Restate each entry word for word, leaving nothing out.

╔══

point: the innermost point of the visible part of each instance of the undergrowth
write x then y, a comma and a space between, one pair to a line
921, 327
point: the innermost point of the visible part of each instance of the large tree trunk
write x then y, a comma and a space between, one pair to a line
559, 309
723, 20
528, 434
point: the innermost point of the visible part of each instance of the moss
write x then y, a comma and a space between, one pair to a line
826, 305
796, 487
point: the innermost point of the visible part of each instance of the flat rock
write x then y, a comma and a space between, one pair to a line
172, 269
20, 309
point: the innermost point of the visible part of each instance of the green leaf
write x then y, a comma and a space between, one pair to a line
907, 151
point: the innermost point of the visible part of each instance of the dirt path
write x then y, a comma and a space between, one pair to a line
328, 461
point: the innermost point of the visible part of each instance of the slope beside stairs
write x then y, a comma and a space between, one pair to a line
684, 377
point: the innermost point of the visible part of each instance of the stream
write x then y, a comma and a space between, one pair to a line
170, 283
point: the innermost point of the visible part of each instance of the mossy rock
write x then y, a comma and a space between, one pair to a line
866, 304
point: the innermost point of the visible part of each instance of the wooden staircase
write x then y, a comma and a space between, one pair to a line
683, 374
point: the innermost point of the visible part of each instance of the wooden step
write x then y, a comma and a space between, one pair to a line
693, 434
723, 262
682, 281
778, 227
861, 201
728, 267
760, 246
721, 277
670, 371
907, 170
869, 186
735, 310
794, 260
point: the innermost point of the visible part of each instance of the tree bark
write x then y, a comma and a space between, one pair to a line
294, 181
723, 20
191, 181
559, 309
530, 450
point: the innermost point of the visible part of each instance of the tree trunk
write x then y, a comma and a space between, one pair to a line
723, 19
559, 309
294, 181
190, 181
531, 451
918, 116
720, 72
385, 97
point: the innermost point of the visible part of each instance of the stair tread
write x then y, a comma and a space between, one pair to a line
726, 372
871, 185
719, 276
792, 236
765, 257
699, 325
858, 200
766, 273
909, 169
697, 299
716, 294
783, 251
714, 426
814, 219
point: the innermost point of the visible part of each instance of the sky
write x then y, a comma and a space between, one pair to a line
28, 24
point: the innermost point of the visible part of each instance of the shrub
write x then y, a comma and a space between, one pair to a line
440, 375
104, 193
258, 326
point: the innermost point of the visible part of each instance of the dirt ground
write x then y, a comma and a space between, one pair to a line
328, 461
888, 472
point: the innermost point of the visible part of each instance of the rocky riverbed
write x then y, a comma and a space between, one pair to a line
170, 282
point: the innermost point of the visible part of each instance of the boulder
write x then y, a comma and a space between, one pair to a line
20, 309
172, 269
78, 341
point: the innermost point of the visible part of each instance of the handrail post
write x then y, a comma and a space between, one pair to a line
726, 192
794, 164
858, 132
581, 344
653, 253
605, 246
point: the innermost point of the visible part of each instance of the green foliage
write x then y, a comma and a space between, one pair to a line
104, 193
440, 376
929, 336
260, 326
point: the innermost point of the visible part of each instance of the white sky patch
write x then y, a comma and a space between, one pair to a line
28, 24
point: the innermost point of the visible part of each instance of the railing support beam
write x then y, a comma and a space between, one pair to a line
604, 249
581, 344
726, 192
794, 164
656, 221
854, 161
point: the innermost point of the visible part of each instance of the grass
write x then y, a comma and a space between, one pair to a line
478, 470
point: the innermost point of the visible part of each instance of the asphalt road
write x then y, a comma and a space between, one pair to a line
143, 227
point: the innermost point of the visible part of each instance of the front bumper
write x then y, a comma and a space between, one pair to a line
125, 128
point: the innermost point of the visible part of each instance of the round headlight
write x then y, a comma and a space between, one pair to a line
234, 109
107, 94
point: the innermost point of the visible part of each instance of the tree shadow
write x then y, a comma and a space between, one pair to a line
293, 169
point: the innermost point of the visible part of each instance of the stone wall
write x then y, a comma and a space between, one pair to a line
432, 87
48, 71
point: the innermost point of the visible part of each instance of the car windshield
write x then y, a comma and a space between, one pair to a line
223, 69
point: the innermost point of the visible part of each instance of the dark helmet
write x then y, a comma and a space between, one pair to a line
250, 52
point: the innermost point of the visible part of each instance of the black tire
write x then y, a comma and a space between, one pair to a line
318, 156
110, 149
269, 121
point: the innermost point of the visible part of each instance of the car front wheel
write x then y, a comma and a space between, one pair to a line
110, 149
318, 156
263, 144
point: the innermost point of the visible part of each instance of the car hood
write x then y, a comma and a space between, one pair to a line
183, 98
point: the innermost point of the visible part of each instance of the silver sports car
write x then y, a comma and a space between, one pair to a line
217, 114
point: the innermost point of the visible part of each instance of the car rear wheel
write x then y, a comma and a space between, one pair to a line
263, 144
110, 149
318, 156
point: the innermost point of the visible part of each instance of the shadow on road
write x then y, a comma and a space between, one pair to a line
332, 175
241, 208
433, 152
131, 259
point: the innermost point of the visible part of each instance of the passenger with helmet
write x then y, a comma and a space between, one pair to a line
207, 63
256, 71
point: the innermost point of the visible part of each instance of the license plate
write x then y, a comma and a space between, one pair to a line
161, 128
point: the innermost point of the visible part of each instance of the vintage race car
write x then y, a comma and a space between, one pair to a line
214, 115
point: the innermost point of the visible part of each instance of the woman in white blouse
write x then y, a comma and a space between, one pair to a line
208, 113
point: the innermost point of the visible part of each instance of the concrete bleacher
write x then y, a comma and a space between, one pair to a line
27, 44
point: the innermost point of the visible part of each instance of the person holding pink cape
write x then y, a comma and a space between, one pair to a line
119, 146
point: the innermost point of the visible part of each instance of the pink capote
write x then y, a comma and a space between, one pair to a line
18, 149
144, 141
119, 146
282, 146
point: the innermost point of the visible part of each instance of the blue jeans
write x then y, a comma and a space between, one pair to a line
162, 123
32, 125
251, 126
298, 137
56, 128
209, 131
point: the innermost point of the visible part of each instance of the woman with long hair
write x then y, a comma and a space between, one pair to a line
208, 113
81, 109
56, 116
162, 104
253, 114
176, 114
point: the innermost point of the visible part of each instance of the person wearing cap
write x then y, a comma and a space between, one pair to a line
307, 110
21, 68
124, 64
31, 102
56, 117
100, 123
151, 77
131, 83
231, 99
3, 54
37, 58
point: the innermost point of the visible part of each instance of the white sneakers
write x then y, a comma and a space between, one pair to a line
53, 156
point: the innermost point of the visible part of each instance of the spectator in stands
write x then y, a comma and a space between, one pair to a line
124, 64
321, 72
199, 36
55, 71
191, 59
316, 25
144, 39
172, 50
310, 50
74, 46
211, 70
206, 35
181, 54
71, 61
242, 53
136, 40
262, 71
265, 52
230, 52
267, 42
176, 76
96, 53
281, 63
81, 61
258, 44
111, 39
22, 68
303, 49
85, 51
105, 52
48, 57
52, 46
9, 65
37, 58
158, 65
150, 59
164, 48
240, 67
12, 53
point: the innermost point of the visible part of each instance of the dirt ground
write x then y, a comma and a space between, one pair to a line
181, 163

╚══

Task result:
point: the innermost point of the visible part of each instance of the undergrowth
write x then y, a comma and a space between, one pair to a line
921, 327
point: the innermost point of the visible part of each instance of the large tree trunk
write x then y, a comma and a space between, one pair to a line
559, 309
723, 20
528, 434
point: the innermost point of the visible part of each instance of the moss
write x then y, a comma and a space between, one pair to a line
826, 305
796, 487
point: the innermost point of the visible part of each instance of the flat rock
write x then y, a comma and a space between, one pair to a line
172, 269
20, 309
point: the innermost point of the visible part of each instance of the green leaf
write x then y, a comma and a space between, one pair to a line
907, 151
point: the innermost point of the visible part of each instance of the dirt path
write x then y, a comma and a space between, one pair to a line
328, 461
point: the innermost point of the visible part of each instance of the slope beside stairs
write x then y, a comma and a space between, one pair to a line
684, 377
point: the innermost point of the visible part of each instance of the stream
write x then y, a comma and a space between, one pair to a line
170, 283
point: the innermost point of the visible part of each instance of the mossy rock
write x then y, a comma and a space between, one pair to a line
866, 304
point: the innermost point of the visible part of each instance of the wooden staircase
write x then y, a comma and a space between, one pair to a line
683, 374
point: the innermost point of the visible part of each instance of the wooden step
write x then y, a comma and a space between, one pair to a line
693, 434
723, 262
682, 281
778, 227
861, 201
728, 267
760, 246
721, 277
670, 371
907, 170
869, 186
735, 310
794, 260
point: the innermost point of the visible part of each instance of the tree bark
write x then y, a comma and a space between, one pair to a line
294, 181
723, 20
191, 181
559, 309
530, 450
point: the innermost point of the visible part of each instance of the tree trunk
write x then y, a comma and a space between, one pair to a line
723, 19
559, 309
294, 181
190, 181
531, 451
918, 116
720, 72
385, 97
point: the innermost point of the visible part of each instance of the stair tread
write x then y, a comma and a space between, one pair to a line
726, 372
871, 185
719, 276
792, 236
765, 257
699, 325
858, 200
766, 273
909, 169
697, 299
716, 294
783, 251
714, 426
814, 219
point: the innermost point of the visible part of each instance of the sky
write x then y, a comma and a space between, one pair to a line
28, 24
point: the innermost point of the visible part of each instance of the shrub
write x then y, a comma and a space between, one pair to a line
440, 375
104, 193
258, 326
point: the innermost point of the visible part of each instance of the dirt ground
write x then y, a comma and a space between, one pair to a line
328, 461
888, 472
point: the innermost point of the visible part of each instance of the rocky riverbed
write x then y, a comma and a space between, one pair to a line
170, 282
point: the innermost point of the visible part of each instance of the boulder
write x then y, a comma and a space between, one pair to a line
20, 309
172, 269
78, 341
point: the innermost point of the visible part of each instance of the handrail post
write x then y, a comma and a space between, one pair to a line
726, 192
794, 164
858, 132
581, 344
653, 253
605, 246
point: the innermost point of the visible part of each instance of the green foliage
write x then y, a comma and a space between, one pair to a line
104, 193
440, 376
929, 336
260, 326
point: the innermost point of the visible part of each instance of the white sky patch
write x then y, a comma and a space between, one pair to a line
28, 24
point: the innermost point of the visible part of each instance of the railing support beam
write x then y, a comma and a space between, one pair to a line
604, 249
581, 344
726, 192
794, 164
656, 221
854, 161
point: the innermost point of the visible part of each instance of the grass
write x then y, a comma and a space between, one pair to a line
478, 470
point: the innermost point of the visible part of each instance of the asphalt road
write x then y, a comma and a space between, one pair to a line
143, 227
point: the innermost point of the visible part of each instance of the front bumper
write x then y, a comma and a space between, one pair to a line
125, 128
point: the innermost point of the visible part of each instance of the round headlight
write x then y, a comma and a space between, one pair to a line
234, 109
107, 94
point: the innermost point of the visible part of each instance of the tree shadow
write x then y, a comma and a space between, one pair to a line
293, 169
point: the innermost point of the visible part of each instance of the stone wall
write x then y, a comma and a space between, one pair to a line
432, 87
48, 71
point: the innermost point of the visible part of each instance of the car windshield
write x then y, a comma and a space between, one pair to a line
223, 69
point: the innermost point of the visible part of each instance of the dark helmet
write x then y, a comma and a space between, one pair to a line
250, 52
point: the innermost point of the visible part of each instance of the black tire
write x then y, a comma and a space between, one pair to a line
318, 156
110, 149
269, 121
point: the innermost point of the visible part of each instance of the car front wheel
write x then y, a comma and a space between, one pair to a line
110, 149
318, 156
263, 144
point: the innermost point of the visible part of each instance of the car hood
write x then y, a comma and a space between, one pair to a line
183, 98
point: the innermost point of the visible part of each instance of the silver sports car
write x then y, a comma and a space between, one pair to a line
217, 114
point: the innermost point of the visible part of each instance of the car rear wheel
write x then y, a comma and a space between, one pair to a line
263, 144
110, 149
318, 156
point: the innermost point of the visible part of each instance of the shadow on road
write x then y, a comma and a space between, one pair to a line
332, 175
241, 208
433, 152
131, 259
point: the innermost point of the visible part of each instance of the passenger with helmet
write x then y, a comma and a space between, one pair to a line
207, 63
256, 71
point: the innermost point of the visible part of each instance of the license plate
write x then y, a comma and a space between, one pair to a line
161, 128
point: the innermost point of the visible part of each instance of the vintage race car
write x then y, a comma and a space between, one pair to a line
214, 115
point: the innermost point of the visible part of each instance of the woman in white blouse
write x then y, a comma and a space between, one pair to a line
208, 113
point: the innermost point of the visible part of each instance of the concrete bleacher
write x then y, a comma and a space between, one pair to a line
27, 44
point: the innermost point of the visible part of each instance of the person holding pink cape
write x then y, a comma and a space between, one pair to a line
119, 146
point: the innermost point of the visible part of each instance of the pink capote
write x then y, a comma and a space between, one pair to a line
18, 149
144, 141
119, 146
282, 146
point: the innermost point of the visible part of each instance of the blue jeans
write x then y, a comma and a space between, one pair to a line
162, 123
32, 125
251, 126
298, 137
56, 128
209, 131
point: the innermost point of the visible part of each instance of the woman with long hair
write x then y, a comma and a space between, one pair to a line
208, 113
81, 109
56, 116
162, 104
253, 114
176, 114
point: the innermost point of the visible part of each instance of the person wearing cap
write x then y, a comma and a space between, one pair to a line
307, 110
21, 68
124, 64
31, 102
56, 117
100, 123
151, 77
131, 83
231, 99
3, 54
37, 58
point: the innermost point of the visible part of each instance of the white sneakers
write x then y, a comma and a space between, one pair to a line
53, 156
point: the innermost point of the visible part of each instance of the spectator in stands
write x then y, a comma and a space between, one pair to a line
124, 64
321, 72
199, 36
55, 71
191, 59
316, 25
144, 39
172, 50
310, 50
74, 46
211, 70
206, 35
181, 54
71, 61
242, 53
136, 40
262, 71
265, 52
230, 52
267, 42
176, 76
96, 53
281, 63
81, 61
258, 44
111, 39
22, 68
303, 49
85, 51
105, 52
48, 57
52, 46
9, 65
37, 58
158, 65
150, 59
164, 48
240, 67
12, 53
point: the innermost point of the visible part of each instance of the dirt ground
write x then y, a comma and a space between, one pair to a line
181, 163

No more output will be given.